*Set exercise:*
Extract the data exactly, missing nothing.

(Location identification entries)
"""
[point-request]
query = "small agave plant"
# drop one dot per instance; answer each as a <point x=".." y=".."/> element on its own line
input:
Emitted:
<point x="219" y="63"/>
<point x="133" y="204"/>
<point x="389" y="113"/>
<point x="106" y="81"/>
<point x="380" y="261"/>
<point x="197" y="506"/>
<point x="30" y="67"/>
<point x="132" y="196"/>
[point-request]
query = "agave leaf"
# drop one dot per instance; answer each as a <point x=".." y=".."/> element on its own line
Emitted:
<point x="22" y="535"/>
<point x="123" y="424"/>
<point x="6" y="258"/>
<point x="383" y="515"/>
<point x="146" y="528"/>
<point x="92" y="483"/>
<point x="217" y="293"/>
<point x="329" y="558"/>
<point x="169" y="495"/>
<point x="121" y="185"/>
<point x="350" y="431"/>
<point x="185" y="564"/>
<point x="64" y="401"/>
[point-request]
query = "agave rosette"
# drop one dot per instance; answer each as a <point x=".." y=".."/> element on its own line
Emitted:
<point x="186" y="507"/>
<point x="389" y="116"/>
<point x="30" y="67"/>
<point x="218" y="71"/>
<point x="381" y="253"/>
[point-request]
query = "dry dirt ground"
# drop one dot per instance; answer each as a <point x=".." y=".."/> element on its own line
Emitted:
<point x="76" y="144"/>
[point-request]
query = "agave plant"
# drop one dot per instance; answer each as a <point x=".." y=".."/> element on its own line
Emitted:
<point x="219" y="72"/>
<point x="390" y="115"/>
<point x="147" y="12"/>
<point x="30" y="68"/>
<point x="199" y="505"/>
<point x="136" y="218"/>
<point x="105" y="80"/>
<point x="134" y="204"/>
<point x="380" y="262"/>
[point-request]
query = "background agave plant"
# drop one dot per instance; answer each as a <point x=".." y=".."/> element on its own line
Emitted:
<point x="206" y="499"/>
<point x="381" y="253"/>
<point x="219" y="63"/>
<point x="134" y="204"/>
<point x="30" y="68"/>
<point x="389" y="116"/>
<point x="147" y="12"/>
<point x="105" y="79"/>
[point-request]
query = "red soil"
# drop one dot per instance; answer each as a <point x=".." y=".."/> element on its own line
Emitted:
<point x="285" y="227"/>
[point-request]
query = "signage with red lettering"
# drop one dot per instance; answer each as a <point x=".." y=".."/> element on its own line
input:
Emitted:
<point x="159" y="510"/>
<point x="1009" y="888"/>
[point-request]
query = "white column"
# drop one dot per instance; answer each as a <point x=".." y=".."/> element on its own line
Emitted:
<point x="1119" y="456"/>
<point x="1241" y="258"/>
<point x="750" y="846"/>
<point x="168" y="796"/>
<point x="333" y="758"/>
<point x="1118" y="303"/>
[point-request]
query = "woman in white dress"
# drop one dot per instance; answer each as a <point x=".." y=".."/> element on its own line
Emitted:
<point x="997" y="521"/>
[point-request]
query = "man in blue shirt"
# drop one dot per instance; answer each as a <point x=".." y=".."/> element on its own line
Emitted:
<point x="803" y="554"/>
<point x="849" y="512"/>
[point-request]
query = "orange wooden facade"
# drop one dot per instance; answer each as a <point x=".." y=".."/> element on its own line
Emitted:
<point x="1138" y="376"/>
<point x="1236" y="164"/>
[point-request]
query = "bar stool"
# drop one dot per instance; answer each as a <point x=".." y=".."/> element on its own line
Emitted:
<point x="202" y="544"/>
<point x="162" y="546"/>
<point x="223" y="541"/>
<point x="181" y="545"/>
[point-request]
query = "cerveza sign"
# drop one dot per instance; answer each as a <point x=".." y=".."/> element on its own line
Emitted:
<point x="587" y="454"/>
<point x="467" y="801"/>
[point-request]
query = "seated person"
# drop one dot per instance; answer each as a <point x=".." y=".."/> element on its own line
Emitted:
"""
*Answer:*
[point-request]
query = "small agave plant"
# drop one dot per instance; answer each as a <point x=".." y=".."/> element on its own line
input:
Emitted:
<point x="219" y="63"/>
<point x="133" y="204"/>
<point x="389" y="113"/>
<point x="106" y="81"/>
<point x="380" y="261"/>
<point x="197" y="506"/>
<point x="30" y="67"/>
<point x="132" y="196"/>
[point-request]
query = "agave leaf"
# drop one dot per instance; answer each as a <point x=".." y=".."/> element on its own line
Emitted:
<point x="22" y="535"/>
<point x="123" y="424"/>
<point x="6" y="258"/>
<point x="383" y="515"/>
<point x="146" y="528"/>
<point x="92" y="483"/>
<point x="217" y="293"/>
<point x="329" y="558"/>
<point x="169" y="495"/>
<point x="121" y="185"/>
<point x="350" y="431"/>
<point x="185" y="564"/>
<point x="64" y="401"/>
[point-request]
query = "agave rosette"
# drop one dot per instance; answer each as a <point x=".." y=".."/> element on its own line
Emitted:
<point x="186" y="507"/>
<point x="389" y="116"/>
<point x="30" y="67"/>
<point x="218" y="71"/>
<point x="381" y="253"/>
[point-request]
query = "dry dirt ground"
# drop one dot per instance; answer each as a <point x=".." y=".."/> element on its own line
Emitted:
<point x="76" y="144"/>
[point-request]
query = "agave plant"
# drop one dot per instance; answer each as a <point x=".." y=".."/> element on its own line
Emitted:
<point x="219" y="72"/>
<point x="390" y="115"/>
<point x="147" y="12"/>
<point x="30" y="68"/>
<point x="199" y="505"/>
<point x="136" y="218"/>
<point x="105" y="80"/>
<point x="134" y="204"/>
<point x="380" y="262"/>
[point-request]
query = "background agave plant"
# drop one dot per instance; answer each as a <point x=".." y=".."/> element on its own line
Emitted:
<point x="206" y="499"/>
<point x="381" y="253"/>
<point x="219" y="63"/>
<point x="134" y="204"/>
<point x="30" y="68"/>
<point x="389" y="116"/>
<point x="147" y="12"/>
<point x="105" y="79"/>
[point-request]
query = "red soil"
# drop one dot per instance; answer each as a <point x=".." y=".."/> element on its own line
Emitted:
<point x="285" y="227"/>
[point-request]
query = "signage with red lettering"
# drop one dot per instance; answer each as a <point x=".." y=".."/> element on its own line
input:
Emitted:
<point x="159" y="510"/>
<point x="1009" y="888"/>
[point-request]
query = "white column"
# drop one dot per instance; answer each as a <point x=".." y=".."/> element on its own line
Emitted:
<point x="1119" y="456"/>
<point x="1241" y="258"/>
<point x="750" y="846"/>
<point x="168" y="796"/>
<point x="333" y="758"/>
<point x="1118" y="303"/>
[point-request]
query = "woman in white dress"
# drop one dot per instance; answer each as a <point x=".." y=".."/> element on its own line
Emitted:
<point x="997" y="521"/>
[point-request]
query = "man in blue shirt"
# drop one dot per instance; answer each as a <point x=".." y=".."/> element on its own line
Emitted:
<point x="803" y="554"/>
<point x="849" y="512"/>
[point-request]
query = "orange wooden facade"
# drop one dot per instance; answer each as a <point x=".." y=".."/> element on its own line
Emitted:
<point x="1138" y="376"/>
<point x="1236" y="164"/>
[point-request]
query = "bar stool"
# drop one dot per instance; answer each as a <point x=".." y=".."/> element on its own line
Emitted:
<point x="202" y="544"/>
<point x="162" y="546"/>
<point x="223" y="541"/>
<point x="181" y="545"/>
[point-request]
query = "cerveza sign"
# drop one dot per instance; answer each as a <point x=".." y=".."/> element on its own line
Emitted:
<point x="587" y="454"/>
<point x="467" y="801"/>
[point-request]
query = "seated person"
# drop one dot per instance; answer each as a <point x=".." y=".."/> element on its own line
Emitted:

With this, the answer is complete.